→ Exercise set
[a] Answer these questions from the forum thread on disc brakes, one answer a line, marked like the questions.
(i) What motorcycle does Crankarm say he has?
(ii) On what vehicle did Rickshaw Phil have the hydraulic discs he calls the best brakes he has had?
(iii) Which hill did mjr live on, and during what years?
[b] In the records, write out the lines from the one holding "[spot] the raised" through the end of the records, inclusive, substituting "engraved" for "carved" and leaving everything else unchanged.

→ Excerpt
____________________

As for grabbing fistfuls, that's mainly a road bike thing IME so is it just that discs bring road bike braking up to what other bikes have had with Vs and hubs?


----------



## raleighnut (2 May 2018)

Crankarm said:


> Thanks for posting a pic of your bike, but sorry it is not really my cup of tea really old bikes, but it looks in nice condition though.
> 
> I prefer more modern ones. As @Brandane I have a Honda VFR which of course has disc brakes and would love either a KTM 1290 Superduke R or a
> BMW S1000R or maybe a new Triumph Speed Triple RS. All have Brembo disc brakes as far as I know.


It's not my bike, I lack the £20,000 or so to afford one like that.


----------



## Rickshaw Phil (2 May 2018)

Crankarm said:


> I've had cantilever brakes on my road bikes, V brakes on my commuter hybrids and now disc brakes on my Troll and MTB. Disc brakes are by far the best brakes I have used on any bicycle. As I say V brakes are ok but disc brakes are just much better. Period.


Which is fine. I could have mentioned that the best brakes I've had were the hydraulic discs on the rickshaw. A third of a tonne of vehicle and passengers down a steep hill - no problem.


----------



## mjr (2 May 2018)

Ianboydsnr said:


> of course if I only ever cycled the fens or somewhere flat, then it would be different.


Yeah I may live on the edge of the fens now but I've ridden enough countries I've lost count, on two continents. Not yet with discs except as short test rides because I've not seen enough benefit to add a fifth brake type to the shed.


----------



## Ianboydsnr (2 May 2018)

mjr said:


> Yeah I may live on the edge of the fens now but I've ridden enough countries I've lost count, on two continents. Not yet with discs except as short test rides because I've not seen enough benefit to add a fifth brake type to the shed.



Whereas I ride in an area which has many 25% hills and hairpin bends, but what do I know.


----------



## mjr (2 May 2018)

Ianboydsnr said:


> Whereas I ride in an area which has many 25% hills and hairpin bends, but what do I know.


I lived on the outside of a hairpin on a 25% hill (Monk's Hill in Somerset) 2006-2012, so most rides ended with braking and turning right down that, but what do I know.


----------



## Ianboydsnr (2 May 2018)

mjr said:


> I lived on the outside of a hairpin on a 25% hill (Monk's Hill in Somerset) 2006-2012, so most rides ended with braking and turning right down that, but what do I know.



Clearly you know everything.


----------



## screenman (2 May 2018)

I went down the stairs once on a tray that had no brakes, not a good idea.


----------



## MichaelW2 (2 May 2018)

Blue Hills said:


> Good question. I idly wonder this sometimes when looking at a fairly sporty bit of steel I fitted Vs to.

____________________

→ Input data
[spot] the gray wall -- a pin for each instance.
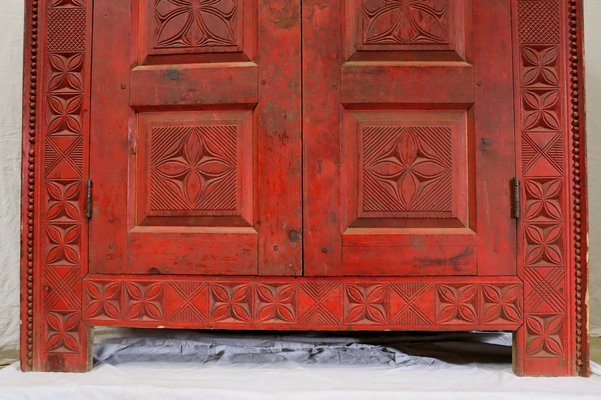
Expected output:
(11, 32)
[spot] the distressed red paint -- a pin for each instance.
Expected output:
(304, 165)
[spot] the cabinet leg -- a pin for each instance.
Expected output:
(539, 347)
(60, 342)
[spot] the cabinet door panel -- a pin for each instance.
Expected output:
(196, 139)
(408, 138)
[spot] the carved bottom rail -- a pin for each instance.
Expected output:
(493, 303)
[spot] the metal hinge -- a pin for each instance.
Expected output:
(89, 199)
(515, 198)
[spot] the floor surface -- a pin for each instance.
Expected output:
(227, 366)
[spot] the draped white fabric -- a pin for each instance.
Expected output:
(189, 365)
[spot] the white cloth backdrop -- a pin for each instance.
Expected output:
(11, 41)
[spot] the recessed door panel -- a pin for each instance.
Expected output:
(408, 138)
(199, 139)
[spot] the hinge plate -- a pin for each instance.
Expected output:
(515, 197)
(89, 199)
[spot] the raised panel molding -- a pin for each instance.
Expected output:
(304, 303)
(544, 305)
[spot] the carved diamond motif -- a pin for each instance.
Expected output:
(407, 169)
(405, 21)
(195, 23)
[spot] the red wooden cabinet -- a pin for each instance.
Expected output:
(280, 164)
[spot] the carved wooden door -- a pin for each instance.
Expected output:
(196, 135)
(408, 138)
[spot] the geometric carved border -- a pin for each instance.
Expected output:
(304, 303)
(54, 335)
(54, 234)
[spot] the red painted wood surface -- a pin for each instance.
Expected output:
(202, 124)
(236, 145)
(407, 163)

____________________

→ Answers in order
[a]
(i) A Honda VFR.
(ii) The rickshaw.
(iii) Monk's Hill in Somerset, from 2006 to 2012.

[b]
[spot] the raised panel molding -- a pin for each instance.
Expected output:
(304, 303)
(544, 305)
[spot] the engraved diamond motif -- a pin for each instance.
Expected output:
(407, 169)
(405, 21)
(195, 23)
[spot] the red wooden cabinet -- a pin for each instance.
Expected output:
(280, 164)
[spot] the engraved wooden door -- a pin for each instance.
Expected output:
(196, 135)
(408, 138)
[spot] the geometric engraved border -- a pin for each instance.
Expected output:
(304, 303)
(54, 335)
(54, 234)
[spot] the red painted wood surface -- a pin for each instance.
Expected output:
(202, 124)
(236, 145)
(407, 163)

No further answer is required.